> _Given request_
Copy the rows below word for word, leaving nothing out and changing nothing.

(Dataset excerpt)
╔══
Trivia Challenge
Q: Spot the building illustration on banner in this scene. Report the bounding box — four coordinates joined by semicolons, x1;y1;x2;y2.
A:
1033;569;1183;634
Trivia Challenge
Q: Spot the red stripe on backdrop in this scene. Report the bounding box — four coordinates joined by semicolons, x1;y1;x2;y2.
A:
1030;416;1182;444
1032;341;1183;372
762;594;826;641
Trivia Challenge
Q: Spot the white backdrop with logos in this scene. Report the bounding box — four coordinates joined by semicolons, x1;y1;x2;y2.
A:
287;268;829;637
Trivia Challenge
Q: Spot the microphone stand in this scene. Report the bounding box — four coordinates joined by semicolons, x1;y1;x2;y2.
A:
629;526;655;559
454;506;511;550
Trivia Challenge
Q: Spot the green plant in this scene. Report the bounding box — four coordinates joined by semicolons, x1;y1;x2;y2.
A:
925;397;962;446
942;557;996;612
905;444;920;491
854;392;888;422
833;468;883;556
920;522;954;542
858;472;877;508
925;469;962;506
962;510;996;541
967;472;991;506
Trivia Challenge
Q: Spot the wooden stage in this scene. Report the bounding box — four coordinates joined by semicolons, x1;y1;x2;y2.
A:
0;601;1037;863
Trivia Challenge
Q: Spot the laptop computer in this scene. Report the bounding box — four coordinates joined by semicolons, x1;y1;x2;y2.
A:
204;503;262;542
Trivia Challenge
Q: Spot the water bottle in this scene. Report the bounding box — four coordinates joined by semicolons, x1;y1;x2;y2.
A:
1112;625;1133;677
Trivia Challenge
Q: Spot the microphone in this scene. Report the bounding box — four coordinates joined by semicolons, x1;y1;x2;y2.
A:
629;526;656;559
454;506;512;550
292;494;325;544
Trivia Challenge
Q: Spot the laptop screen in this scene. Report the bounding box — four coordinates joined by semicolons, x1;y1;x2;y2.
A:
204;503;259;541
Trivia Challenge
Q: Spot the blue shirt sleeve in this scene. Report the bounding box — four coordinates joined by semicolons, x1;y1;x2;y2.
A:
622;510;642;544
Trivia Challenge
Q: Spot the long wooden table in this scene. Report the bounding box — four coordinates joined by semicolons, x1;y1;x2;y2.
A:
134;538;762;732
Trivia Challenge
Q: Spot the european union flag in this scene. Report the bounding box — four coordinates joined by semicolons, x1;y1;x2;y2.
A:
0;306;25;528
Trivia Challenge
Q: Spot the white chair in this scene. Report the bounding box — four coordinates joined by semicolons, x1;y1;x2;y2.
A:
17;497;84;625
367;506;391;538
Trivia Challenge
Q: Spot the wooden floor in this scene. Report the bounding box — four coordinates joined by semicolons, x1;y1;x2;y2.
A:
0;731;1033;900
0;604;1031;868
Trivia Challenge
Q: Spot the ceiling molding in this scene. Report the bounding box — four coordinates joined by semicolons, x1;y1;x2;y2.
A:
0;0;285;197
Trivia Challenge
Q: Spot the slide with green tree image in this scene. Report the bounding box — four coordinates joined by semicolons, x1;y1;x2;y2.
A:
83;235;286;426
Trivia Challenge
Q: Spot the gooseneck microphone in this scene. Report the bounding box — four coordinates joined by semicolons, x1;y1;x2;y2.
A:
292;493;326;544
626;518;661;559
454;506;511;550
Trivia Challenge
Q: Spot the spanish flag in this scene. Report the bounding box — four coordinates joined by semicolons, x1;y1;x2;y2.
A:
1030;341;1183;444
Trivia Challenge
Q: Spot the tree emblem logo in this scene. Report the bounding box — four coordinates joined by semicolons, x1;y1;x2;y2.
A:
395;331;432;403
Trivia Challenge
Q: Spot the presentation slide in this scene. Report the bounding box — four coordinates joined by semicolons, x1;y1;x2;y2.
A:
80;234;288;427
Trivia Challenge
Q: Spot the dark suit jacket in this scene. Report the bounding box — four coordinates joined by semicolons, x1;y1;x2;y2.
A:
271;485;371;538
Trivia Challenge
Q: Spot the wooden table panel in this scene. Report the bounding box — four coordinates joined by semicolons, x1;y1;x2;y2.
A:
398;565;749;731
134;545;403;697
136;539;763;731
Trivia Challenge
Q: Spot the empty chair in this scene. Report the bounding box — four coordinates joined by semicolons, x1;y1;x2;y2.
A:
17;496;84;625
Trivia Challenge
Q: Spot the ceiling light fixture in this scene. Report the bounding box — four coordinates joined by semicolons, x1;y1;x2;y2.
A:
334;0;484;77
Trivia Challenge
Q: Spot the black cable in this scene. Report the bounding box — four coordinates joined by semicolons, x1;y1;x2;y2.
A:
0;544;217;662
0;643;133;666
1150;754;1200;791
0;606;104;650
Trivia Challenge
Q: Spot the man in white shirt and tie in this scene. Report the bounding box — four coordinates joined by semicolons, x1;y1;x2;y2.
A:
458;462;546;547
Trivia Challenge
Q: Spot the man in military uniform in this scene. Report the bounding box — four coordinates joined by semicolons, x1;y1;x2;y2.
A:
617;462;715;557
╚══
> _The output_
Trivia Challenge
Q: Spot the building illustration on banner in this scene. Report the bounding box — four coordinates joined by semicolons, x1;y1;x2;y2.
A:
1033;569;1183;634
Trivia Challenge
Q: Spot the red stripe on backdrop in this scene. Report the bounding box — four coordinates joined by semicolons, x1;y1;x2;y2.
A:
1030;416;1182;444
1032;341;1183;372
762;594;826;641
Trivia Challenge
Q: Spot the white backdrop with logos in this scene. Report the bounding box — four coordinates joined by semicolons, x1;y1;x2;y2.
A:
287;268;829;637
Trivia Challenge
Q: Spot the microphone stand in this scene. Report the bounding box — four coordinates joined by semicolons, x1;y1;x2;y2.
A:
629;526;655;559
454;506;511;550
Trivia Challenge
Q: Spot the green plant in this scene. Report the bounding box — four coordinates joined by semicolons, x1;y1;x2;y2.
A:
925;397;962;446
942;557;996;612
905;444;920;491
854;392;888;422
833;468;883;556
920;522;954;542
858;472;877;508
925;469;962;506
962;510;996;541
967;472;991;506
Trivia Challenge
Q: Spot the wooden stage in this scene. Report the bounding box — four coordinates joined by semicolons, x1;y1;x2;y2.
A:
0;601;1037;863
Trivia Challenge
Q: Spot the laptop computer in this scene. Report the bounding box — four coordinates joined by semicolons, x1;y1;x2;y2.
A:
204;503;262;542
Trivia Challenge
Q: Spot the water bottle in this scene. Report the bounding box — four coordinates joined by semicolons, x1;y1;x2;y2.
A:
1112;625;1133;677
Trivia Challenge
Q: Spot the microphone in this scene. Report the bounding box — four coordinates joined by semicolons, x1;y1;x2;y2.
A:
629;526;656;559
454;506;512;550
292;494;325;544
Trivia Challenge
Q: Spot the laptop screen in this scene. Report the bounding box — four coordinates joined by semicolons, x1;y1;x2;y2.
A:
204;503;259;541
Trivia Challenge
Q: Spot the blue shirt sleeve in this scene. Report the bounding box — four coordinates joined by semicolons, x1;y1;x2;y2.
A:
622;510;642;544
Trivia Challenge
Q: Spot the long wooden table in this scene. Report the bounding box — four coordinates joined by semicolons, x1;y1;x2;y2.
A:
134;538;762;732
Trivia Challenge
Q: Spot the european union flag in this scene. Report the bounding box — four coordinates joined by semicolons, x1;y1;x2;y2.
A:
0;306;25;528
Trivia Challenge
Q: Spot the white chair in this scene. Report the bounding box — four coordinates joined by semicolons, x1;y1;x2;y2.
A:
17;497;84;625
367;506;391;538
Trivia Challenge
Q: Spot the wooden floor in this scene. Report the bounding box — four coordinates joined by semicolons, x1;y1;x2;y2.
A:
0;731;1033;900
0;604;1031;868
Trivia Challenge
Q: Spot the ceiling molding in this scene. Report the bounding box — four coordinates joined by semicolons, x1;y1;x2;y2.
A:
0;0;285;197
Trivia Challenge
Q: Spot the slide with green tree image in this scene. Report the bounding box — four coordinates joined by semicolons, x1;y1;x2;y2.
A:
83;235;286;426
Trivia Challenge
Q: Spot the gooseneck microphone in this scene. Report the bounding box — four coordinates joined by semicolons, x1;y1;x2;y2.
A:
292;493;326;544
626;518;661;559
454;506;511;550
Trivia Challenge
Q: Spot the spanish flag in this scene. Report the bounding box — four coordinates joined by semicolons, x1;y1;x2;y2.
A:
1030;341;1183;444
Trivia Challenge
Q: Spot the tree emblem logo in this scene. Report the bounding box — four coordinates joined by semicolons, x1;y1;x2;y2.
A:
395;331;432;403
Trivia Challenge
Q: Spot the presentation slide in this scene. Report the bounding box — four coordinates joined by semicolons, x1;y1;x2;y2.
A:
80;234;288;427
Trivia Challenge
Q: Spot the dark suit jacket in this scene. Report the bounding box — four coordinates joined by semicolons, x1;y1;x2;y2.
A:
271;485;371;538
Trivia Challenge
Q: Spot the wooden table panel in this scene. Report the bounding box — four coordinates joined by semicolons, x1;y1;x2;y2.
A:
398;565;749;731
134;545;403;697
136;539;763;731
Trivia Challenge
Q: Spot the empty chair in this scene. Report the bounding box — four coordinates joined by semicolons, x1;y1;x2;y2.
A:
17;496;84;625
Trivia Challenge
Q: Spot the ceiling light fixture in this scene. Report the bounding box — four coordinates joined by semicolons, x1;y1;x2;y2.
A:
334;0;484;77
Trivia Challenge
Q: Spot the black cable in this scene. Report the bounding box — four coordinates joined by semicolons, x1;y1;x2;y2.
A:
0;544;217;662
0;643;133;666
1150;754;1200;791
0;606;104;650
Trivia Challenge
Q: Spot the man in white shirt and tie in this scene. Report the bounding box — four coordinates joined by semicolons, x1;y1;x2;y2.
A:
458;462;546;547
Trivia Challenge
Q: Spot the man in military uniform in this scene. Report the bounding box — four coordinates joined by semicolons, x1;y1;x2;y2.
A:
617;462;715;557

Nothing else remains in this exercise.